■ Work to complete
Copy all of the records below word for word, with nothing changed.

■ Input for this task
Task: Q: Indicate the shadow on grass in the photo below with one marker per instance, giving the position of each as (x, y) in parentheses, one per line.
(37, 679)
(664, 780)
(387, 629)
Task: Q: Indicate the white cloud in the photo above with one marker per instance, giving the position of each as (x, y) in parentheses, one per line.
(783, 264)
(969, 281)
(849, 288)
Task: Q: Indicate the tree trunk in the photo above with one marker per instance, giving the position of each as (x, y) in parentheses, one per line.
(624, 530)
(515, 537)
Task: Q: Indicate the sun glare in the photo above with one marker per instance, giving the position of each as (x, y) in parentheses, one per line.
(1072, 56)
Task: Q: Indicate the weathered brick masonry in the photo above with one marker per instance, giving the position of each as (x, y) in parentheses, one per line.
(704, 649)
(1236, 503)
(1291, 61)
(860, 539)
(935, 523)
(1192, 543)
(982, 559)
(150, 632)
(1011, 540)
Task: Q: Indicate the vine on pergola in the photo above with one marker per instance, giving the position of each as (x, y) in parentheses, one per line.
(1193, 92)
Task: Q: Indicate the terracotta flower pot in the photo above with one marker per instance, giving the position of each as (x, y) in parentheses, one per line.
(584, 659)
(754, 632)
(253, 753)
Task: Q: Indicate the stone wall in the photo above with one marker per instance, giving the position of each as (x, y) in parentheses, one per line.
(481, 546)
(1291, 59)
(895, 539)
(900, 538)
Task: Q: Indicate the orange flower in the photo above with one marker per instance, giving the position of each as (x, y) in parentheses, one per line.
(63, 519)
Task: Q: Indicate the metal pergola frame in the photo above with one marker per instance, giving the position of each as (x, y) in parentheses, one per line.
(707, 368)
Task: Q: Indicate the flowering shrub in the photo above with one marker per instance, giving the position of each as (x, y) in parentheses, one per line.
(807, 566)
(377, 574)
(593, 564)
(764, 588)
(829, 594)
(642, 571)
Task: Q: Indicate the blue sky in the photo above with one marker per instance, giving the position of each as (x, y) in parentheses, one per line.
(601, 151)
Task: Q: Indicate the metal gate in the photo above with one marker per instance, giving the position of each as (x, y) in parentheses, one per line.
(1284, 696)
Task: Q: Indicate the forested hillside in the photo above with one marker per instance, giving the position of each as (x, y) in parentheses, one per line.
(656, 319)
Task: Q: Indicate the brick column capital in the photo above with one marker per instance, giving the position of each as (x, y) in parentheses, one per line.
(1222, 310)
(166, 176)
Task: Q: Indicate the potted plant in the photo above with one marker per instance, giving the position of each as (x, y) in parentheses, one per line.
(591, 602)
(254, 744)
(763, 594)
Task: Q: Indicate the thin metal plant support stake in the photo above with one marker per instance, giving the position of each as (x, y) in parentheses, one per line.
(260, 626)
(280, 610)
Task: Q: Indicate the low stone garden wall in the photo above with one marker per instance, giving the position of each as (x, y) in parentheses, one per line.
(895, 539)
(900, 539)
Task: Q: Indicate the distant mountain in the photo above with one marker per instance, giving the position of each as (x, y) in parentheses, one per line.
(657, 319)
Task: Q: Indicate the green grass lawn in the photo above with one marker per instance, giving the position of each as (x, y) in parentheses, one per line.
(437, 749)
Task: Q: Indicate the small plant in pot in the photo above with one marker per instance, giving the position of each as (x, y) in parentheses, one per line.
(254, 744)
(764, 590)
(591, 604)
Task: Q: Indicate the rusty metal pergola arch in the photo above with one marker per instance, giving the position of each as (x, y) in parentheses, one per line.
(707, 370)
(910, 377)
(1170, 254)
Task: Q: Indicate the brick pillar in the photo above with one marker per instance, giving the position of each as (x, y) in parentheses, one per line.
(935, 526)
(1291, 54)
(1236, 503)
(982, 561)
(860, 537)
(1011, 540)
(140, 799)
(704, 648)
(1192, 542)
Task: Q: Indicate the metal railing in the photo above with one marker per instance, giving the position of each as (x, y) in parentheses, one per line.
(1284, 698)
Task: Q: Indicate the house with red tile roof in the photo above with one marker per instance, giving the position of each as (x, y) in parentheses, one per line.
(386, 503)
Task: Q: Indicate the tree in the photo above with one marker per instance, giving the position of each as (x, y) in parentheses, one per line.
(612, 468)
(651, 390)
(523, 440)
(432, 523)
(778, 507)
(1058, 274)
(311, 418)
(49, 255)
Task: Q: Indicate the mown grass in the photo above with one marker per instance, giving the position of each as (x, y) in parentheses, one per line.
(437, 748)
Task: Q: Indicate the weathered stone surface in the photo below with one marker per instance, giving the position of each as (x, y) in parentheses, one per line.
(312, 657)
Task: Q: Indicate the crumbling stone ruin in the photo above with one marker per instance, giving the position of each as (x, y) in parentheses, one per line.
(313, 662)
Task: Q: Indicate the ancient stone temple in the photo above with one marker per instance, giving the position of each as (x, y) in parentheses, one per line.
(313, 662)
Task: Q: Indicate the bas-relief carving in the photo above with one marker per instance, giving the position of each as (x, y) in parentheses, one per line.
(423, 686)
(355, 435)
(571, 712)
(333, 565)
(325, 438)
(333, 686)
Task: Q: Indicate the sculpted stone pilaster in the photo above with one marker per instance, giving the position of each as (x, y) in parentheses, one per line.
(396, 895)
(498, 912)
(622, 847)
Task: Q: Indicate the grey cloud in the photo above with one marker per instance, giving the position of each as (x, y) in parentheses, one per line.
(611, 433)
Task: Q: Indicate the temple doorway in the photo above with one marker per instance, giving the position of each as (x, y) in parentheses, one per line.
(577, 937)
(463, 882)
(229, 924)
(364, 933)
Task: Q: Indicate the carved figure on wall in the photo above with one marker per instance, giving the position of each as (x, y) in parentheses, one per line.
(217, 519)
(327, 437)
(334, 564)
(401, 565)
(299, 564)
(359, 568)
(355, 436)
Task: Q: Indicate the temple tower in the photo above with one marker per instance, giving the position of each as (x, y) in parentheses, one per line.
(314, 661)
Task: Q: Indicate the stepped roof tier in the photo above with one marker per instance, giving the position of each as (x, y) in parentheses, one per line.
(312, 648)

■ Written solution
Task: Q: Indicate the shadow on grass in the photo below with one marker per instance, giving the position of each as (x, y) in parentheses, one per line.
(37, 679)
(664, 780)
(387, 629)
Task: Q: Indicate the white cloud in the photo above with one marker per instance, giving the position of each as (x, y) in parentheses, one per line.
(783, 264)
(969, 281)
(849, 288)
Task: Q: Indicate the tree trunk in the photo above with one marker per instance, giving the position of each as (x, y) in parentheses, one per line.
(624, 530)
(515, 537)
Task: Q: Indicate the sun glare in the photo above with one marker per instance, giving the position of each as (x, y) in parentheses, one per line.
(1072, 56)
Task: Q: Indicate the weathered brick masonry in the photo above with one marker per instance, giving the position of each as (x, y) in parentheses, one per line.
(704, 649)
(1236, 503)
(1291, 61)
(860, 539)
(935, 523)
(1192, 543)
(982, 559)
(150, 632)
(1011, 540)
Task: Q: Indicate the vine on pergola in the photo above with one marker per instance, giving the position of each as (x, y) in parentheses, one per line.
(1193, 92)
Task: Q: Indicate the terracotta flower pot in the photo above with one marker per instance, giving the position of each as (x, y) in parentheses, one per line.
(584, 659)
(754, 632)
(253, 753)
Task: Q: Indicate the stone wall in the photo above with one marker per instance, giving the position of each as (x, y) in parentheses, one per line.
(481, 546)
(1291, 59)
(895, 539)
(900, 538)
Task: Q: Indicate the orange flower in the photo above with one marker per instance, giving the position of each as (x, y) in parentheses, one per line.
(63, 519)
Task: Q: Indicate the metal pergola frame in the photo above with one marker per instance, giving the position of each as (x, y) in parentheses, one per line.
(707, 368)
Task: Q: Indicate the flowering shrub in the photo above with one marker per instance, giving the position of each as (x, y) in parentheses, one per line.
(807, 566)
(377, 574)
(593, 564)
(764, 588)
(829, 594)
(642, 571)
Task: Q: Indicate the blue sky in the photo above with one marker per instance, giving the position of each as (x, y) in parentheses, one per line.
(601, 151)
Task: Q: Indicate the metal gate in the photo above with one marker per instance, giving the position of each as (x, y) in parentheses, one per line.
(1284, 696)
Task: Q: Indicate the forested hillside in the photo above with one marker per instance, giving the position of each as (x, y) in parentheses, one per line.
(656, 319)
Task: Q: Indicate the brick column capital in the photo above with one marker per instance, giving the position of each as (x, y) in parentheses, one per line.
(1222, 310)
(166, 176)
Task: Q: Indicate the potted plant in the photo above with one marker per instance, giving the position of each as (x, y) in parentheses, one per line.
(591, 602)
(254, 744)
(763, 594)
Task: Q: Indicate the thin metal plant support stake in the photo above with one marker per instance, giving the position of each as (x, y) in parentheses, one per line.
(260, 626)
(280, 610)
Task: Q: Indicate the low stone garden wall in the photo above with one marker per instance, giving the position of each as (x, y) in parentheses, one per line.
(895, 539)
(900, 539)
Task: Q: Indicate the distant mountain in the photo above with one marker per instance, giving the position of each as (x, y) in parentheses, one per line.
(657, 319)
Task: Q: Indicate the green grass lawn in the photo above with one marker per instance, giving the position of each as (x, y) in parentheses, one per line.
(437, 749)
Task: Q: Indicate the small plant in pot in the photo above with one marker per instance, giving the position of each as (x, y) in parentheses, one per line.
(254, 744)
(764, 590)
(591, 604)
Task: Q: Indicate the rusty metal pergola arch in the photo above with one marker per instance, giving the position of each as (x, y) in parentheses, one per line.
(707, 370)
(910, 377)
(1170, 254)
Task: Q: Indicate the brick pillar in the photo above with one marker per instance, giving the position of each as (x, y) in parentheses, one per line.
(935, 526)
(1291, 54)
(1236, 503)
(982, 561)
(860, 537)
(1011, 540)
(140, 799)
(704, 648)
(1192, 542)
Task: Q: Indicate the metal railing in the photo above with one marker per instance, giving the position of each as (x, y) in parentheses, one per line.
(1284, 698)
Task: Q: Indicate the house with red tile roof in the photo above with one marker per instance, giving the position of each as (x, y) in parentheses, one per line.
(386, 503)
Task: Q: Indicate the tree in the photo above with one marker per instance, giving the position of each as (x, y) in parentheses, one per line.
(612, 468)
(651, 390)
(523, 440)
(432, 523)
(778, 507)
(1058, 274)
(311, 418)
(49, 255)
Task: Q: Indicate the mown grass in the photo above with one marker per instance, giving the position of each as (x, y) in parentheses, one per line.
(437, 748)
Task: Q: Indicate the weathered stone surface in the photo below with one marker per instance, giving the position of each as (x, y) in parentheses, one per line.
(312, 657)
Task: Q: Indicate the crumbling stone ruin in the photo above with one marker per instance, giving the position of each as (x, y) in parentheses, one per line.
(313, 662)
Task: Q: Indicate the ancient stone temple in the photo above with one marker per instance, giving the position of each as (x, y) in parentheses, one per line.
(313, 662)
Task: Q: Indicate the bas-relief carving in the photo above with one marker per instance, giving the position of each as (x, y) in parentheses, one per line.
(423, 686)
(355, 435)
(571, 712)
(333, 565)
(325, 438)
(333, 686)
Task: Q: Indicate the sculpted stone pilaster in the photo above with one marker per instance, giving the position of each as (x, y) in parentheses, one per line.
(396, 895)
(498, 912)
(622, 847)
Task: Q: Indicate the grey cloud in the photo above with one marker per instance, giving the position of each as (x, y) in parentheses, one per line.
(611, 433)
Task: Q: Indicate the temple doorway in the photo above with one marker per instance, giving the position of each as (x, y) in parentheses, one per line.
(577, 937)
(463, 882)
(229, 924)
(364, 933)
Task: Q: Indicate the carved figure on wall in the photo above with one marker per instance, giving the position of each as (x, y) in parentheses, one per line.
(217, 519)
(327, 437)
(334, 564)
(401, 565)
(299, 564)
(359, 568)
(355, 436)
Task: Q: Indicate the temple tower in the photo above with one marker per instance, giving the position of each as (x, y) in parentheses, one per line.
(314, 661)
Task: Q: Indicate the stepped roof tier in the photo above with one marker per instance, giving the position of each as (x, y) in parentheses, one per line.
(312, 648)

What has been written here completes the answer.